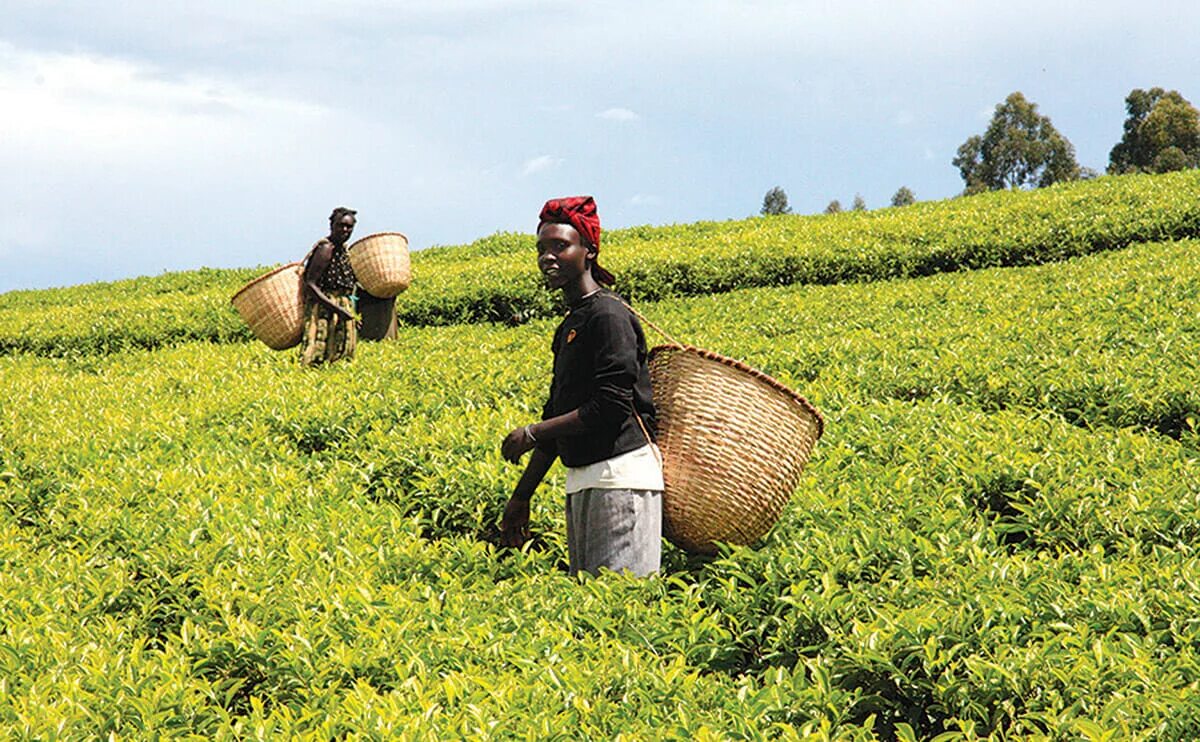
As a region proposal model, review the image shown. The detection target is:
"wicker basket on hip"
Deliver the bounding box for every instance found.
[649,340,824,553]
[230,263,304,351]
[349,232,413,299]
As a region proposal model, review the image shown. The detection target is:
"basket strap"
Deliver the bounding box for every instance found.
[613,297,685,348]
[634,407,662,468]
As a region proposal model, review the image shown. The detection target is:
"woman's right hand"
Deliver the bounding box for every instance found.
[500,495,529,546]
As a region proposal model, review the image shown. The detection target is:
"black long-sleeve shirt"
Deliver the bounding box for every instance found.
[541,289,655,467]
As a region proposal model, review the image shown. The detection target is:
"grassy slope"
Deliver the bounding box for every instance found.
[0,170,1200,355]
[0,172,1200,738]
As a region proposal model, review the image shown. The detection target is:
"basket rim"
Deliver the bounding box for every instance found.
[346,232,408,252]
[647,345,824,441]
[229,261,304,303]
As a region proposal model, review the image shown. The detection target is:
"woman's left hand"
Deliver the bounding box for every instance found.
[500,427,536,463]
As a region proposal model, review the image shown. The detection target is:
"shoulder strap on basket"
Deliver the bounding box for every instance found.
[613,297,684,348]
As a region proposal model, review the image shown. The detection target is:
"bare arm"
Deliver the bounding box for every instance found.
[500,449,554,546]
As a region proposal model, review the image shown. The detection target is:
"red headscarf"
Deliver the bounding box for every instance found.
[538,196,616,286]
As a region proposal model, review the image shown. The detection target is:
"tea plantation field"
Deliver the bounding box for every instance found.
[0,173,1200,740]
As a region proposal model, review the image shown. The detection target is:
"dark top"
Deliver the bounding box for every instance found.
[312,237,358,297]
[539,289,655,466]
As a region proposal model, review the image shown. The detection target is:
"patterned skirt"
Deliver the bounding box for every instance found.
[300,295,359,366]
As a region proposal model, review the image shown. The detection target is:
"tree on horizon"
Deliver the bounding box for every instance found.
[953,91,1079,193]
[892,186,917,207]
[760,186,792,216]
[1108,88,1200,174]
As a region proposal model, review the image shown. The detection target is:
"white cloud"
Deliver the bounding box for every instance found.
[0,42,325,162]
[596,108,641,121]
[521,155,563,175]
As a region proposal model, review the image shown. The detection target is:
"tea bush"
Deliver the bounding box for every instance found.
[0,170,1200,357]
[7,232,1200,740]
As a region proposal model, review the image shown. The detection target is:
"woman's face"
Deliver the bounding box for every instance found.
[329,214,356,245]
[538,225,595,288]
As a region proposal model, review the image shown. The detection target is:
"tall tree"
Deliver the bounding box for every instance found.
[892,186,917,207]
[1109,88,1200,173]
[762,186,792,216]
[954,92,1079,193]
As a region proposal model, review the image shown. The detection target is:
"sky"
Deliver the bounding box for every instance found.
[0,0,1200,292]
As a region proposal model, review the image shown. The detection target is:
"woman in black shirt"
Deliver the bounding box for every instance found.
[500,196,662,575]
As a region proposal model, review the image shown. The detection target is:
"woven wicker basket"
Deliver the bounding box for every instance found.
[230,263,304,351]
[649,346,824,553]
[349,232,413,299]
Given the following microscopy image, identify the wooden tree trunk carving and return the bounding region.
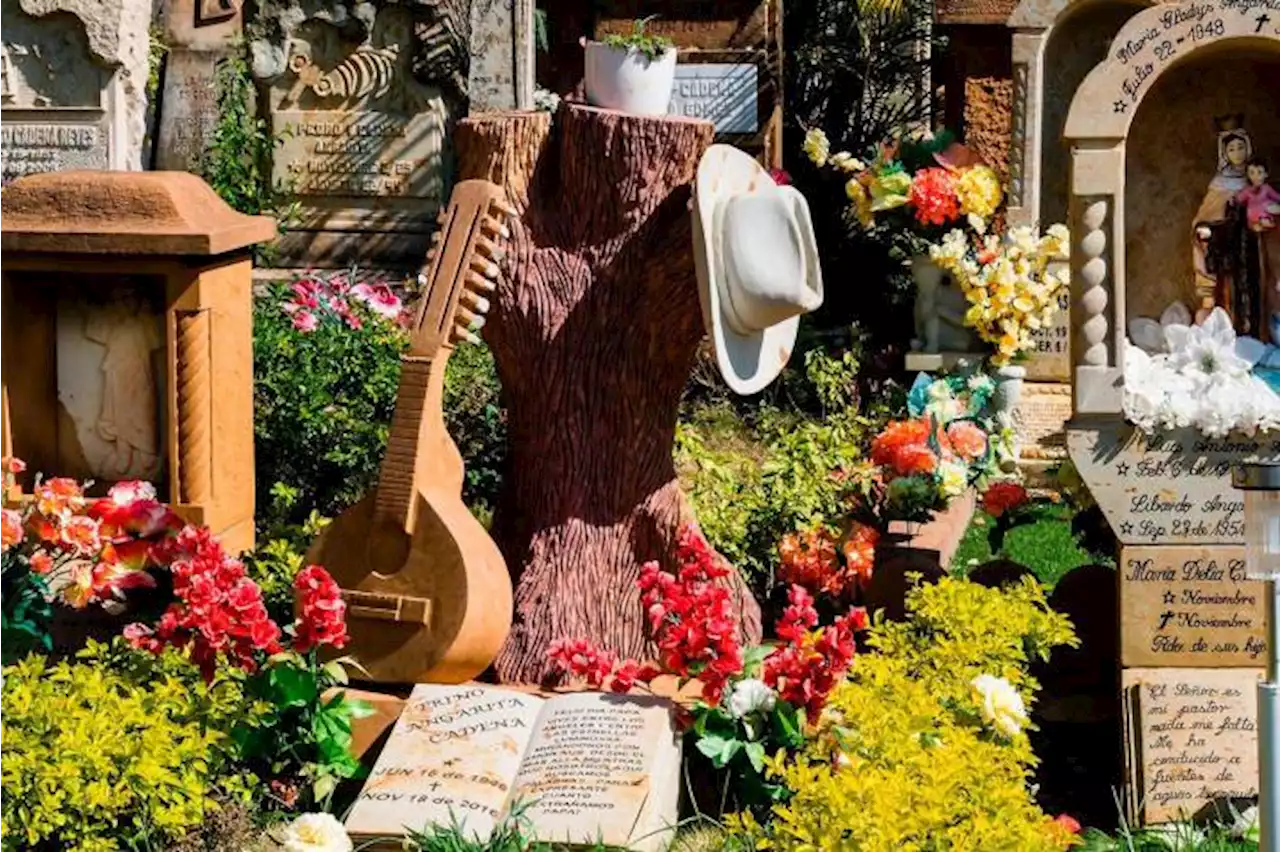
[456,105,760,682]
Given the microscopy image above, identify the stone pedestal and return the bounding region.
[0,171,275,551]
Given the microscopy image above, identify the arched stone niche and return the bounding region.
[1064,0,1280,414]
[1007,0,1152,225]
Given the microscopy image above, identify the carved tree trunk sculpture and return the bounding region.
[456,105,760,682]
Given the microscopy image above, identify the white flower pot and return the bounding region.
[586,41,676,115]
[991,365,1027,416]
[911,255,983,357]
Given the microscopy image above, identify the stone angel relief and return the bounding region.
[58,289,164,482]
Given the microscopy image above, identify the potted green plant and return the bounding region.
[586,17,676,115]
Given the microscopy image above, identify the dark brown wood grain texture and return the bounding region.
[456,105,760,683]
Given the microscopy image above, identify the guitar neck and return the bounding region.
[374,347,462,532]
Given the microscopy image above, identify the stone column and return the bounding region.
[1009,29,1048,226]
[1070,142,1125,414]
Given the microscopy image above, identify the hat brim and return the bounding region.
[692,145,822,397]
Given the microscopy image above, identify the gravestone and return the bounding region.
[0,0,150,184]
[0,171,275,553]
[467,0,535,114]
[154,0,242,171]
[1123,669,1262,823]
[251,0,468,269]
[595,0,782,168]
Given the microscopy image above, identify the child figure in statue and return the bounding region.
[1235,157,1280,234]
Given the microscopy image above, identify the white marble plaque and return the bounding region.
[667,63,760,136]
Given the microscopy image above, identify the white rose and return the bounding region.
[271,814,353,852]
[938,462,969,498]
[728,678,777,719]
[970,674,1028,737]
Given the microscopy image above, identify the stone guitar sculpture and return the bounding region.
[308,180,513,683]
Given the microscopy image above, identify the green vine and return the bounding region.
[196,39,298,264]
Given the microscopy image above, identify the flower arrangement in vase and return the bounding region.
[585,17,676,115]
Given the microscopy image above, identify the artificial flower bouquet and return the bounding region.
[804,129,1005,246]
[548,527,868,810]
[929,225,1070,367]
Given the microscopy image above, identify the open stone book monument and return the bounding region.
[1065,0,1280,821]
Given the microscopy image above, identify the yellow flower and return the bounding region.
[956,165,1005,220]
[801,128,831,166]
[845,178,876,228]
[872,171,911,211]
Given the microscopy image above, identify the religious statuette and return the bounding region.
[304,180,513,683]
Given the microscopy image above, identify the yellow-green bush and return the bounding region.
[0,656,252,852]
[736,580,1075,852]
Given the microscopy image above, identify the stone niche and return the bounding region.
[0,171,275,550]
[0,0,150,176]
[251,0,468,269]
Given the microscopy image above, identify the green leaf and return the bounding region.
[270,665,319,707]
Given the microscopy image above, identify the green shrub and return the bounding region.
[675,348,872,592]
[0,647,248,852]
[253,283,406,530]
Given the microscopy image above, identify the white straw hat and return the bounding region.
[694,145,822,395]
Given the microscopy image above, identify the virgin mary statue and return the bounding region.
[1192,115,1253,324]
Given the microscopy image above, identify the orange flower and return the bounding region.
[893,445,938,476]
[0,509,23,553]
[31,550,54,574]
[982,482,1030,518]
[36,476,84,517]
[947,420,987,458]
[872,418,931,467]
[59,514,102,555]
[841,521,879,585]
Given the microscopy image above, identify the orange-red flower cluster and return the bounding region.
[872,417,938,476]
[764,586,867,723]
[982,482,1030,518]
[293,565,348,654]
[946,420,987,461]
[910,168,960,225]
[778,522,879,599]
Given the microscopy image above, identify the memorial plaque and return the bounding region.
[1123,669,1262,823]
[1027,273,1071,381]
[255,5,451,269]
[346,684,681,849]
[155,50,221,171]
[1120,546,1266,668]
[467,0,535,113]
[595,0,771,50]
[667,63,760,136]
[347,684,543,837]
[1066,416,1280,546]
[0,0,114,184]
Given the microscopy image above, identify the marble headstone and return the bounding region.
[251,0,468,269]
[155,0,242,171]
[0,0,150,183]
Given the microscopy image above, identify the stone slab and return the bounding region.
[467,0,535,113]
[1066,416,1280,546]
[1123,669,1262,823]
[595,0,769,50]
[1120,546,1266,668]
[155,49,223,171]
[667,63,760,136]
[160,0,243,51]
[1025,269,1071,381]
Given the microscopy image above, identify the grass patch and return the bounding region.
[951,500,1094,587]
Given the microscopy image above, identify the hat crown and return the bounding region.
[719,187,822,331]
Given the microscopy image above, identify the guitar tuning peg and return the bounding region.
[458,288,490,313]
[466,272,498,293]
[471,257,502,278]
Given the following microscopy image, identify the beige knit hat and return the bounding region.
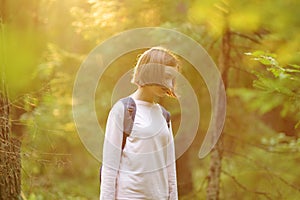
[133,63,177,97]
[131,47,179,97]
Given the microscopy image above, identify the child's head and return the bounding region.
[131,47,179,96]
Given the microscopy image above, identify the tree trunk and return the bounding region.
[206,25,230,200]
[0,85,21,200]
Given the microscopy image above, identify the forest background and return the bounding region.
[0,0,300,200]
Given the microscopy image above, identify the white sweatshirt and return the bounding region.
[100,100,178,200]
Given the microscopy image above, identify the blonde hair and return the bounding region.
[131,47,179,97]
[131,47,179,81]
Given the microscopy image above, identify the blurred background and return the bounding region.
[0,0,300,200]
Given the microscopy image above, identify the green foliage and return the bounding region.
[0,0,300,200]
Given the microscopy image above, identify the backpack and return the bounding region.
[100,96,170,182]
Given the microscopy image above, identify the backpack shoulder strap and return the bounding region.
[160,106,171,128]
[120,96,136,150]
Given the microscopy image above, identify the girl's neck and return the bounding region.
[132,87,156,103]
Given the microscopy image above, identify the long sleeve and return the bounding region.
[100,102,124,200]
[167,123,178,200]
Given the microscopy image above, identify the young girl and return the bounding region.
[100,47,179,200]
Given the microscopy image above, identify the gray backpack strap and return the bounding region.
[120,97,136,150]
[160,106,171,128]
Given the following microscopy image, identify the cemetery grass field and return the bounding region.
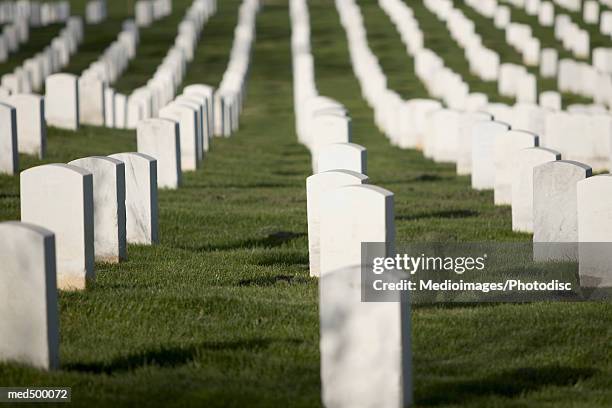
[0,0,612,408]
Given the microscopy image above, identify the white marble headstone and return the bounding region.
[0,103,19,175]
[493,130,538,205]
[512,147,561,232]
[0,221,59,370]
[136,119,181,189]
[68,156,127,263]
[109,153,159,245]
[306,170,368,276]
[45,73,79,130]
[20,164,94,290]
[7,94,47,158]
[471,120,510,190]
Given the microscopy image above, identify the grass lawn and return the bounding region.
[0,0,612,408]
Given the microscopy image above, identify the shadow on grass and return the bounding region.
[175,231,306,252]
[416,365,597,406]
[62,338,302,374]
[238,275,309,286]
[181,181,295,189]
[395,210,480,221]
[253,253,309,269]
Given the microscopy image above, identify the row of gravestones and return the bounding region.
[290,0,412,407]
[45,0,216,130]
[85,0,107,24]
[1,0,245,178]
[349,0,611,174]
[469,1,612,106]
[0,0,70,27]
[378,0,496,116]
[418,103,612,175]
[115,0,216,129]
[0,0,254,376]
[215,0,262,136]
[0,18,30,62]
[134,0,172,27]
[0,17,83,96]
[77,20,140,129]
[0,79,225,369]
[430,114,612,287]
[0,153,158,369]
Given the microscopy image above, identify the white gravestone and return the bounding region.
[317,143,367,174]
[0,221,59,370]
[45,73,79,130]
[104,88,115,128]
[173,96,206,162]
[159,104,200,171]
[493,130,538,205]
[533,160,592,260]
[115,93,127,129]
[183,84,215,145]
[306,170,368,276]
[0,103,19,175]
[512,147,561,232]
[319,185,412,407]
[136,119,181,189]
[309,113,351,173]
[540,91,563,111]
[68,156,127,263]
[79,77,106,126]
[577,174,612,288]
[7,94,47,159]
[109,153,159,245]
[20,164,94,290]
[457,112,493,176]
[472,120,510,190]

### Your objective:
Rewrite the lines from the one containing "Given the microscopy image above, identify the yellow-green" through the one containing "[841,521,879,585]" as a numbered list, omitting any blank lines.

### Task output:
1. Given the microscopy image above, identify the yellow-green bush and return the bounding region.
2. [0,656,252,852]
3. [736,580,1075,852]
4. Given the microscopy image above, identify the stone niche and return the bounding region.
5. [0,171,275,550]
6. [0,0,150,176]
7. [251,0,468,269]
8. Given the microscopy image above, identify the green leaf and return the bounding region.
9. [270,665,319,707]
10. Given the microscopy image above, identify the green shrub and return the bounding region.
11. [675,348,872,592]
12. [0,647,248,852]
13. [253,283,406,530]
14. Given the microscopy image above, identify the white straw hat and return the bounding region.
15. [694,145,822,395]
16. Given the microscopy image above, identify the virgin mary statue and return the bounding region.
17. [1192,115,1253,324]
18. Given the microscopy image above, identify the orange flower and return the bounding region.
19. [893,445,938,476]
20. [0,509,23,553]
21. [31,550,54,574]
22. [982,482,1030,518]
23. [36,476,84,517]
24. [947,420,987,458]
25. [872,418,931,467]
26. [59,514,102,555]
27. [841,521,879,585]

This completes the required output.